▶ _TAREFA A REALIZAR_:
Diga se cada afirmação concorda com o texto sobre Lewaiki Suyá, respondendo sim ou não e citando sem alterações as palavras do texto que decidem. 1. Lewaiki Suyá tem duas filhas. 2. Mawirá é a filha mais nova. 3. Lewaiki tem medo de perder o território do seu povo.

Elas que lutam! Liderança premiada por documentário sobre agrotóxicos investe em formação internacional para defender direitos e territórios
A jovem liderança Lewaiki Suyá, do povo Khisêtjê, carrega um sonho e uma responsabilidade que andam juntos: fortalecer a luta pela proteção do território de seu povo para que suas filhas, Mawirá, de 11 anos, e Yambakhrety, de oito, assim como as futuras gerações, possam viver em paz na terra ancestral dos Khisêtjê, mantendo viva sua cultura e identidade.


“O grande sonho que eu tenho é de que um dia o meu povo possa viver em paz. Sem ameaças, sem se preocupar com o que pode acontecer amanhã. Todo dia a gente acorda pensando nisso, de que a qualquer momento a gente pode perder o nosso território, de que a gente pode não estar praticando a nossa cultura, nossas festas. Então esse é o meu medo. E o meu sonho é ter esse território para as futuras gerações”, afirma.

▶ _MATERIAL FORNECIDO_:
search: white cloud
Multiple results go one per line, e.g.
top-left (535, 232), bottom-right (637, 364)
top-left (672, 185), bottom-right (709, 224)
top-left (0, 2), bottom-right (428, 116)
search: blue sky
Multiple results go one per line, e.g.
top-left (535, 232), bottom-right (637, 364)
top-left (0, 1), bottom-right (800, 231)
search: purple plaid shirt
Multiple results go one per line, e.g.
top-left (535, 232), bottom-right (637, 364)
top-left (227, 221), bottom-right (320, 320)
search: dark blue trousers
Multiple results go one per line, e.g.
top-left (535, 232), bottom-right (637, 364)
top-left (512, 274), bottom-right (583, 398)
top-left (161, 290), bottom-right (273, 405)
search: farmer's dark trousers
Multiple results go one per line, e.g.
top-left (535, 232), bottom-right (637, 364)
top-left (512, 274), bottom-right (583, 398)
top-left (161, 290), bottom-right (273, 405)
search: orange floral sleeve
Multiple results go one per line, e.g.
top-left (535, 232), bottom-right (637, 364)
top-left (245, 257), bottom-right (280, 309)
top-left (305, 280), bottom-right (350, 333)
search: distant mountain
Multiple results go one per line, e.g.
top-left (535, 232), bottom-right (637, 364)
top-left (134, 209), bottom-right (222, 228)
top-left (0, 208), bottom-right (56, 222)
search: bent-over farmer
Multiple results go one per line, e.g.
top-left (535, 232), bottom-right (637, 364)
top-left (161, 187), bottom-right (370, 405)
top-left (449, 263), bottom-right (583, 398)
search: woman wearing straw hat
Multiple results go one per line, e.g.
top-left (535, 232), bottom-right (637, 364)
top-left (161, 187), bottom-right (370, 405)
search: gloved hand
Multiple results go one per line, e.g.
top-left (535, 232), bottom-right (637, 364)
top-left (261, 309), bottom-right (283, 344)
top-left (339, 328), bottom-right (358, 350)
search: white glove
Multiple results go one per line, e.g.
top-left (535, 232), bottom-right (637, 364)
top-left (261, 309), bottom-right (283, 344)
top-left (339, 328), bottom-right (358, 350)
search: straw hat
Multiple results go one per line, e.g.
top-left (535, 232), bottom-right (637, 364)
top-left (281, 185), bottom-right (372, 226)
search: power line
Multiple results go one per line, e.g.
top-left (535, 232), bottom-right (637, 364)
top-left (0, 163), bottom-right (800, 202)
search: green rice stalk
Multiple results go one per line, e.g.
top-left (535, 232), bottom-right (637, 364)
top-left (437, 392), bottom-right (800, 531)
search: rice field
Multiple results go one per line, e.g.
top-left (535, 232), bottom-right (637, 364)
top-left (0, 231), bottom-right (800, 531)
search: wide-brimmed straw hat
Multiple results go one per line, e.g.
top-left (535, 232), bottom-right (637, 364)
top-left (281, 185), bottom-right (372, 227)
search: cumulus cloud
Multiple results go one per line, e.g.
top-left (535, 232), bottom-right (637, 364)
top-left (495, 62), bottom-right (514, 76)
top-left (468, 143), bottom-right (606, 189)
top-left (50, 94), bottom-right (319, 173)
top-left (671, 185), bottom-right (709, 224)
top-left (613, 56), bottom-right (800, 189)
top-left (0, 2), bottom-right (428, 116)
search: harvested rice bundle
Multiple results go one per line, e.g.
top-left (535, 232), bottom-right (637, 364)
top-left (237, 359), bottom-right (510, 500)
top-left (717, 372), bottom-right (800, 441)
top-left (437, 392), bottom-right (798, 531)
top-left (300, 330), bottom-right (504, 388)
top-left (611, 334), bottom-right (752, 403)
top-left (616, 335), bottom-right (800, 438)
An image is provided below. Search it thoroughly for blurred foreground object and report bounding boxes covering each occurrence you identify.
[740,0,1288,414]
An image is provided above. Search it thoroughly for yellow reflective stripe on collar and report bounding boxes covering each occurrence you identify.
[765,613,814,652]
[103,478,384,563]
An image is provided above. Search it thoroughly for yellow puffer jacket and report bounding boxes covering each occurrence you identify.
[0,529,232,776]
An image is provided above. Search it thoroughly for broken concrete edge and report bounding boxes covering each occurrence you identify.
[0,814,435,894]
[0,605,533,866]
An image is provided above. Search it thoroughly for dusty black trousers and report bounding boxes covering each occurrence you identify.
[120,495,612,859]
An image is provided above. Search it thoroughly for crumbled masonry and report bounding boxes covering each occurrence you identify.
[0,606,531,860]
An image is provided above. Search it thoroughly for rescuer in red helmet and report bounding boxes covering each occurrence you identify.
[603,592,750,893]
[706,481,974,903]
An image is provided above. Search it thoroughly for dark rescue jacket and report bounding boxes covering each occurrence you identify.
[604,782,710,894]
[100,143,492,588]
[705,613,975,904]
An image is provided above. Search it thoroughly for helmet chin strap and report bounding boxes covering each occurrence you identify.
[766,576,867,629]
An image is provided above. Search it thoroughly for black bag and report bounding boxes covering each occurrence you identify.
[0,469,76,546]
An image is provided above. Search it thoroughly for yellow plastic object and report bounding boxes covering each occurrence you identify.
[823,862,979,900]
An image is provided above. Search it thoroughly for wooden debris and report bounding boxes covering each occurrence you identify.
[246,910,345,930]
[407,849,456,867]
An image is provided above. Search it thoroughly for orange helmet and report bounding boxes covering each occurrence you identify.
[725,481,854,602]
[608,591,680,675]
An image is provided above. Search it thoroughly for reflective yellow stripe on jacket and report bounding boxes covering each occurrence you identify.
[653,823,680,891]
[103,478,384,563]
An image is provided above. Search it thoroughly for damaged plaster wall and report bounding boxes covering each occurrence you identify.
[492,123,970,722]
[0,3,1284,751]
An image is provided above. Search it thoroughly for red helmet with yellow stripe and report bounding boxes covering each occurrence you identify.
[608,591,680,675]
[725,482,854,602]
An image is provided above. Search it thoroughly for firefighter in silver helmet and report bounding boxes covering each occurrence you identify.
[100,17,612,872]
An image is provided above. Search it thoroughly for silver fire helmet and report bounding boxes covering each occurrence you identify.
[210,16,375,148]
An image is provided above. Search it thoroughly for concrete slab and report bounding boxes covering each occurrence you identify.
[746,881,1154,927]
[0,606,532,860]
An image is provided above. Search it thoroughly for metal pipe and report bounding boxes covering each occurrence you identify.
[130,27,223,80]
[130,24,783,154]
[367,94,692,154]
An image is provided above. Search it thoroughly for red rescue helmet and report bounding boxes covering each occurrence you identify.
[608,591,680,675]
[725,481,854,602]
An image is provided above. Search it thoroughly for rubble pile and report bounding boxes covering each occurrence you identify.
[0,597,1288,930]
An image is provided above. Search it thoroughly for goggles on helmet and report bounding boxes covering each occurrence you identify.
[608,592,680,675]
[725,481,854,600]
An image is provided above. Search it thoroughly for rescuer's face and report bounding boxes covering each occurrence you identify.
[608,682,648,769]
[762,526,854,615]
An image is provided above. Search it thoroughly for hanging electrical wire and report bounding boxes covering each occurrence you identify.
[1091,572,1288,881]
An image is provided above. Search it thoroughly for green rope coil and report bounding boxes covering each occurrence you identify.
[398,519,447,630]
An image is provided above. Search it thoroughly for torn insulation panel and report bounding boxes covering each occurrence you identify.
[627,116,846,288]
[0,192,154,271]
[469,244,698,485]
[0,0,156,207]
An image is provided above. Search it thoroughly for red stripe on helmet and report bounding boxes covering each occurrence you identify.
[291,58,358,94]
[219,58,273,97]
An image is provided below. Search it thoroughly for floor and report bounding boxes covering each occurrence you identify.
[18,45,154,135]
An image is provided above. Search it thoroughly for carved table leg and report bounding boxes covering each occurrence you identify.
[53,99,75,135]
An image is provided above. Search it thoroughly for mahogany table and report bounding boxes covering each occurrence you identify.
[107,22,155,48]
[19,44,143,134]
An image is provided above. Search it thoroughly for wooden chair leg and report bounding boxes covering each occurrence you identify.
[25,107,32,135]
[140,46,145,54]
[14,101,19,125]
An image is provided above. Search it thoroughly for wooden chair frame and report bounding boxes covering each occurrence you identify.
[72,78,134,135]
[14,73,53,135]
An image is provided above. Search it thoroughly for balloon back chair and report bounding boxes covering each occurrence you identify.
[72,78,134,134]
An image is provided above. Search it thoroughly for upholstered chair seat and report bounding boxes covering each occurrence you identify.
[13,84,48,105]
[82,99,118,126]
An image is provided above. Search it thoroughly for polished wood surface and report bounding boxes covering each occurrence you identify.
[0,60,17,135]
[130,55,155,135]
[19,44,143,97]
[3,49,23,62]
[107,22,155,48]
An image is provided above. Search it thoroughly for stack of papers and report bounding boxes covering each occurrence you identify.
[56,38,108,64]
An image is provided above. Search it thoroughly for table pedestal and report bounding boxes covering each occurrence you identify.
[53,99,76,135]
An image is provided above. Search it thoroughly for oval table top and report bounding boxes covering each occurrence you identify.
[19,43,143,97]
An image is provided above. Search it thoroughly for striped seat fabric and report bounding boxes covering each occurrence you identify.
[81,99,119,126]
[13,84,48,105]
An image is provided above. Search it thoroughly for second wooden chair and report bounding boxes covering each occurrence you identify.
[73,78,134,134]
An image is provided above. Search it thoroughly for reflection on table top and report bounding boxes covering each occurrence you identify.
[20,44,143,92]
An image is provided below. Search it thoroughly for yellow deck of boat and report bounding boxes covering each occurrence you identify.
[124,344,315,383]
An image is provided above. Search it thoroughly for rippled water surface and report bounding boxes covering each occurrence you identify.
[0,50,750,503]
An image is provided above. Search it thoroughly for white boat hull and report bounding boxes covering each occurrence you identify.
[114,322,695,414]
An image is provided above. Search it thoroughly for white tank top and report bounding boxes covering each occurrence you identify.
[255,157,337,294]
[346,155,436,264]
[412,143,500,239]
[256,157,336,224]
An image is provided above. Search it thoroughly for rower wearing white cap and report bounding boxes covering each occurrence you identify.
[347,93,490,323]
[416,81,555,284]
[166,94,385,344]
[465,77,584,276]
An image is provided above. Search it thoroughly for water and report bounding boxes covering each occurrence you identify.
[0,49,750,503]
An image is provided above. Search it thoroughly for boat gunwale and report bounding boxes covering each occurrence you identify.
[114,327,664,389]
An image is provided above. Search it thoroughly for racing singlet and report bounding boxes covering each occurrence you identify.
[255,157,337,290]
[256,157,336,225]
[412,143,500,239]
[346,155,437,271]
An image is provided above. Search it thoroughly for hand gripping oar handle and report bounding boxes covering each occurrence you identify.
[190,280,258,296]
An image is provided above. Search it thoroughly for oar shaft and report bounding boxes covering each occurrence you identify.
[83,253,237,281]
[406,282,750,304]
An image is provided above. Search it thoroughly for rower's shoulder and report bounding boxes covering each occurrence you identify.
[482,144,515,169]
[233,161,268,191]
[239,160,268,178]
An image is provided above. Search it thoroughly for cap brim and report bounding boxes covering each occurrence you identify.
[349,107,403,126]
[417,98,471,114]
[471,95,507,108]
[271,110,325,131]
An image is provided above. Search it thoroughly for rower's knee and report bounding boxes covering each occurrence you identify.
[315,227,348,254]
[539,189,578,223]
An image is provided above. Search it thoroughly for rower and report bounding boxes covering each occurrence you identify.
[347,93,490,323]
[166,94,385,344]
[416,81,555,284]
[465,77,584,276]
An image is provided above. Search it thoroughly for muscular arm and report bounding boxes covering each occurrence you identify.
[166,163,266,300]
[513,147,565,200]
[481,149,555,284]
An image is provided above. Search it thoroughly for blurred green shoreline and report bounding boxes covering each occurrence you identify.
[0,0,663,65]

▶ _RESPOSTA ABAIXO_:
1. Sim: “suas filhas, Mawirá, de 11 anos, e Yambakhrety, de oito”
2. Não: “Mawirá, de 11 anos, e Yambakhrety, de oito”
3. Sim: “de que a qualquer momento a gente pode perder o nosso território” e “Então esse é o meu medo.”